* [AUFGABEN]
[1] Welches Amt bekleidet Elisabeth Roegele laut dem Text über die Dekabank und den Cum-Ex-Skandal heute?
[2] Führen Sie den Text über die Dekabank und den Cum-Ex-Skandal nach seinem letzten Satz weiter.

* [TEXTAUSZUG]
——————————

Interne Dokumente der Dekabank belasten Bafin-Vizepräsidentin Elisabeth Roegele. Die Aufseherin und frühere Chefjuristin der Bank sieht keine Schuld.
Düsseldorf Die Unterlagen waren so heikel, dass die Besucher aus Kanada ihren deutschen Gegenübern erst mal eine Frage stellten: Waren sich Chefjuristin Elisabeth Roegele und die anderen sechs Abgesandten der Dekabank des Risikos bewusst, das sie hier eingingen? Die Geschäftspartner, die Bank of Nova Scotia und die Dekabank, steckten im Sommer 2013 mitten im Cum-Ex-Skandal.
Jahrelang hatten sich Banken und Investoren per Aktienhandel mit (cum) und ohne (ex) Dividende bereichert. Jetzt war das Spiel vorbei. Die Mehrfacherstattung von Kapitalertragsteuern klappte nicht mehr, Staatsanwälte ermittelten. Cum-Ex war vom Renditebringer zum Risiko geworden. Es galt, Vorkehrungen zu treffen.
Die Scotiabank hatte Details der 2010 gemeinsam abgewickelten Aktiendeals geprüft. Nun hielten sie Unterlagen in den Händen, die „eventuell den Steuererstattungsanspruch der Dekabank gefährden können“, warnten die Kanadier. „Es wurde hinterfragt, ob die Dekabank diese Informationen wirklich haben wollte.“
Sie wollte. Dem Handelsblatt liegt das Protokoll der Dekabank aus einer zweitägigen Besprechung der beiden Geldhäuser im Juni 2013 vor. Es zeigt, dass die Frankfurter Bank schon zu diesem Zeitpunkt gewusst haben muss, dass ihre Händler sich auf die Geschäfte auf Kosten der Steuerzahler einließen.
Aber nicht vorsätzlich, sagt die damalige Chefjuristin Roegele heute. Alles andere würde sie wohl in eine unhaltbare Lage bringen. Roegele ist heute Vizepräsidentin der Bafin. Ausgerechnet jener Behörde also, die darüber Aufsicht führen soll, dass Banken und Fonds in Deutschland die Gesetze einhalten. Hat die Bafin einen Bock zum Gärtner gemacht?

——————————

* [EINTRÄGE]
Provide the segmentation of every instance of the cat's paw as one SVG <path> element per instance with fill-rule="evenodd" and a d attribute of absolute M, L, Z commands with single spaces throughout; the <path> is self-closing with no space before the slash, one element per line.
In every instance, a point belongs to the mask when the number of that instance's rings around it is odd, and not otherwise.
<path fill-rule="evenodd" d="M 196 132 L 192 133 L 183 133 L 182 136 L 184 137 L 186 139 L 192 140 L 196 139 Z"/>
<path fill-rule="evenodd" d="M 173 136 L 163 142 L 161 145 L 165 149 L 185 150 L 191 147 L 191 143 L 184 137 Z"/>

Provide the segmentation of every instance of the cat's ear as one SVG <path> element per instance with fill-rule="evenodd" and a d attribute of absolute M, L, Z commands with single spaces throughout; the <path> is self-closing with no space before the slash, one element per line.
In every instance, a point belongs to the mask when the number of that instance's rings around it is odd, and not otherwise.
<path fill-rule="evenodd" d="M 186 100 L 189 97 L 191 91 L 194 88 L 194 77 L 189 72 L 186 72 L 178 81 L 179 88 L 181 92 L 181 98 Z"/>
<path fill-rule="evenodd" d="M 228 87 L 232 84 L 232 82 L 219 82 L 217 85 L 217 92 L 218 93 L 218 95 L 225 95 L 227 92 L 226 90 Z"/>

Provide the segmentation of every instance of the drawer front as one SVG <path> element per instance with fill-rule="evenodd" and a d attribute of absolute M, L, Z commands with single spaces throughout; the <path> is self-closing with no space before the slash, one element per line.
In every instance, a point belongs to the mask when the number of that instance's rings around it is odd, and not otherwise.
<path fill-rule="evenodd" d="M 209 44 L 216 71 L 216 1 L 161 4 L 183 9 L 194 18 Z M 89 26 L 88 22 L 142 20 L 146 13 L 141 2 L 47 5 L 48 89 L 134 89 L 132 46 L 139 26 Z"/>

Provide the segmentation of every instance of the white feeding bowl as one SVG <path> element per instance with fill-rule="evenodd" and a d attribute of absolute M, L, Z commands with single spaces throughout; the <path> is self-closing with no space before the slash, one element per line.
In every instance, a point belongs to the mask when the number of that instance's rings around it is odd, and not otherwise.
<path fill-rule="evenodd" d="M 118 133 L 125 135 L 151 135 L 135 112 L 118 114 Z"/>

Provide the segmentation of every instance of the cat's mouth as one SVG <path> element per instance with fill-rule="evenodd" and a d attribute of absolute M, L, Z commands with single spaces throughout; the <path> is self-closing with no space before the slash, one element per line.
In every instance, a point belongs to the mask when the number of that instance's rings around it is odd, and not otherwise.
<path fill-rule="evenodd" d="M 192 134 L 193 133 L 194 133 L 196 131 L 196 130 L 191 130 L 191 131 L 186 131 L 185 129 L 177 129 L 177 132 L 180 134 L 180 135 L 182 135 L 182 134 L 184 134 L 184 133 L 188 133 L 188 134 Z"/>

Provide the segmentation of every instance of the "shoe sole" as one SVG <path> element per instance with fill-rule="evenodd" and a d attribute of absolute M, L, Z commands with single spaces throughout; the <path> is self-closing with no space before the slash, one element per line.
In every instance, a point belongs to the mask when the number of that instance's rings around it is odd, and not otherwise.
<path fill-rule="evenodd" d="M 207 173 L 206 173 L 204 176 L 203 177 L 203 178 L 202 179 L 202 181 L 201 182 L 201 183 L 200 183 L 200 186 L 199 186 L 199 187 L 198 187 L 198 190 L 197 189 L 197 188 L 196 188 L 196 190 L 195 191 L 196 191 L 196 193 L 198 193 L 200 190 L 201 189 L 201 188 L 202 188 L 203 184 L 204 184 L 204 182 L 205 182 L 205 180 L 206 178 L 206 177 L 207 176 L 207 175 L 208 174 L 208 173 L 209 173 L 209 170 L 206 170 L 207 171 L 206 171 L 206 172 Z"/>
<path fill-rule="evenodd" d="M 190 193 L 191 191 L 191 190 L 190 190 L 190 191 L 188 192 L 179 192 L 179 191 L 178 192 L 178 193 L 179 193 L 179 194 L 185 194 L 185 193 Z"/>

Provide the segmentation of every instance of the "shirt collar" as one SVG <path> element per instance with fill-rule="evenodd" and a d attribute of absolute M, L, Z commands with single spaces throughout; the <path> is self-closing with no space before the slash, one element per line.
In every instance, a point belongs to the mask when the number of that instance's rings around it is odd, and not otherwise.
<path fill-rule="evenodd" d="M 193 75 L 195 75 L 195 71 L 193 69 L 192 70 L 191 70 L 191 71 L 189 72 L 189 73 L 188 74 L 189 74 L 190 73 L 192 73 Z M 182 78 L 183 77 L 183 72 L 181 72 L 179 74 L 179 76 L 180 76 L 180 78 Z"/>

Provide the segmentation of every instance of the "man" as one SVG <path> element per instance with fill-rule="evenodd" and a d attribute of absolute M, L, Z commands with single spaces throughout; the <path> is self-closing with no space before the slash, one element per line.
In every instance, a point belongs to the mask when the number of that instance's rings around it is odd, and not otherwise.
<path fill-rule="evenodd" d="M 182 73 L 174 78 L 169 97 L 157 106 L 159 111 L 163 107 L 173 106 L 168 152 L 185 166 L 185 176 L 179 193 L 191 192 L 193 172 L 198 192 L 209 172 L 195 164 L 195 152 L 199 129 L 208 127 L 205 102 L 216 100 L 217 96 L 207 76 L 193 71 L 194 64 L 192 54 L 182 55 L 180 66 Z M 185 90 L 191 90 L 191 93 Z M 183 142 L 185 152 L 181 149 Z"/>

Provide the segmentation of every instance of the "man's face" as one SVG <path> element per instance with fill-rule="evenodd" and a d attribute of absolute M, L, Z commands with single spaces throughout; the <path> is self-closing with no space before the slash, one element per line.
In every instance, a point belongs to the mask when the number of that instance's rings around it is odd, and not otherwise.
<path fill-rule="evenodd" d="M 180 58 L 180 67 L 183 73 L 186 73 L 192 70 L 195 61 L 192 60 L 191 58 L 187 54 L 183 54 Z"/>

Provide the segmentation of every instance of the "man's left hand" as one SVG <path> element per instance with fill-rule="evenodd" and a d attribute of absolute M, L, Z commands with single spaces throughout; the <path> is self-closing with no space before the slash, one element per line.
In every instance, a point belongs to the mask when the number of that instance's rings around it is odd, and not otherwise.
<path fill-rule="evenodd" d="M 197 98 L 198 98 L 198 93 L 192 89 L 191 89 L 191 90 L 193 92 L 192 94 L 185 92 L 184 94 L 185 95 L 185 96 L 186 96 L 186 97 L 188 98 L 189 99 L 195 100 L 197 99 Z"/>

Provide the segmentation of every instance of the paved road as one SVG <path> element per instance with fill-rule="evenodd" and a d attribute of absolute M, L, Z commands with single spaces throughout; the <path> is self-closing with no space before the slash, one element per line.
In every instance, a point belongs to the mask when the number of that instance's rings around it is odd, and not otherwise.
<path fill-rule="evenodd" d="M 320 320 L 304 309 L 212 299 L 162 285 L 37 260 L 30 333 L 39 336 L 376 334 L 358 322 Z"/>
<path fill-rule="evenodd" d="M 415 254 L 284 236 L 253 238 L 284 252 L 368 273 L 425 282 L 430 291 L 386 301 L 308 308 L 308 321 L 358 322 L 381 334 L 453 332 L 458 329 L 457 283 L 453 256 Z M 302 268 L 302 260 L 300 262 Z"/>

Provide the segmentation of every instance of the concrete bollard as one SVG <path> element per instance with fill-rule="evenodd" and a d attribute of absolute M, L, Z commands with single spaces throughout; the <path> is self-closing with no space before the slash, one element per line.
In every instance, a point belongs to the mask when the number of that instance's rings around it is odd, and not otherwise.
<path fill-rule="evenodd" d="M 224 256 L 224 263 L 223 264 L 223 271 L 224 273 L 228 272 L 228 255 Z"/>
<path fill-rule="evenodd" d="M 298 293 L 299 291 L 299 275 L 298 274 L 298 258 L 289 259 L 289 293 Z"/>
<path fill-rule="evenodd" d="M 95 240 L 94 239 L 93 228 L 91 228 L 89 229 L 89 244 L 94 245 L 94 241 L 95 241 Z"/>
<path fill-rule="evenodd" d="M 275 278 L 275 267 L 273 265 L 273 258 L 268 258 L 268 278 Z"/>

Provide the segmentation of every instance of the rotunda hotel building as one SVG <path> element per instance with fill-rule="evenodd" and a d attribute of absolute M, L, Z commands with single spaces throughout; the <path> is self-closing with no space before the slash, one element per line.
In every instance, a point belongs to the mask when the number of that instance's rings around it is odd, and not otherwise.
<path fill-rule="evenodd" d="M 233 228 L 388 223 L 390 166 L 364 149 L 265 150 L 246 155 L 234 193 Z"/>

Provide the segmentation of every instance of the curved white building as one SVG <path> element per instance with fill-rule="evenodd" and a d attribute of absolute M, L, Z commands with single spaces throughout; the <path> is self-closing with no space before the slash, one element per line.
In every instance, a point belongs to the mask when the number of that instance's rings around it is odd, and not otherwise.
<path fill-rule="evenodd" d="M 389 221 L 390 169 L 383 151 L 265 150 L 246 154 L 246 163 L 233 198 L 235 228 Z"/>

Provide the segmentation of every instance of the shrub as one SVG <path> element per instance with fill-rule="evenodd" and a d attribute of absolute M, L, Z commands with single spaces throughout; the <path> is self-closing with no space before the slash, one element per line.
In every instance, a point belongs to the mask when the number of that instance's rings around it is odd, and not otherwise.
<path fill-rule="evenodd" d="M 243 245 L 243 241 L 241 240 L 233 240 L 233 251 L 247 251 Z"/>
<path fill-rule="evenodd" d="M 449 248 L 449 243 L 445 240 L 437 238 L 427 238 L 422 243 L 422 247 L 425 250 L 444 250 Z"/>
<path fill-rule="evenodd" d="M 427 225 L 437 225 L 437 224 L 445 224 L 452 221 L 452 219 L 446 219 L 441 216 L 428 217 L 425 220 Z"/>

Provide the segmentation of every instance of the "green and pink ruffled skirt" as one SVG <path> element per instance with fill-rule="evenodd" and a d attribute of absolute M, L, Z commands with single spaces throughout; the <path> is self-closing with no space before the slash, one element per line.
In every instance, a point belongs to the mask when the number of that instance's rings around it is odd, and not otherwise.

——————————

* [LÖSUNGEN]
[1] Sie ist Vizepräsidentin der Bafin.

[2]
Als Ex-Chefjuristin der Dekabank soll sich Elisabeth Roegele in Sachen Cum-Ex-Skandal im Finanzausschuss erklären. Der sieht teils den Ruf der Bafin gefährdet.
Nicht, wenn man Roegele folgt. „Ich halte Cum-Ex-Geschäfte für rechtswidrig, damals wie heute“, sagt die Bafin-Vizepräsidentin. Die Cum-Ex-Deals der Dekabank seien quasi versehentlich passiert. Ein Geschäftspartner habe die Aktien zu spät geliefert. Dadurch sei unbeabsichtigt eine Lage entstanden, in der sich zwei Banken eine nur einmal abgeführte Kapitalertragsteuer erstatten ließen.
Genau dies ist bei Cum-Ex-Deals das Ziel. Deutschlandweit erschlichen sich Schätzungen zufolge mehr als 100 Banken und Investoren gut zwölf Milliarden Euro. Machte die Dekabank als einzige aus Versehen mit? Das Protokoll aus dem Juni 2013 dokumentiert einen anderen Ablauf. Die Scotiabank fand demnach eine SMS eines Mitarbeiters. „Darin bittet der Händler der Scotiabank zu Beginn des Jahres 2010, mit Herrn K. (von der Dekabank) in Sachen Cum-Ex-Transaktionen in Kontakt treten zu können.“ Die Partner sprachen ausdrücklich von der Variante des Aktienhandels, die Roegele als illegal bezeichnete.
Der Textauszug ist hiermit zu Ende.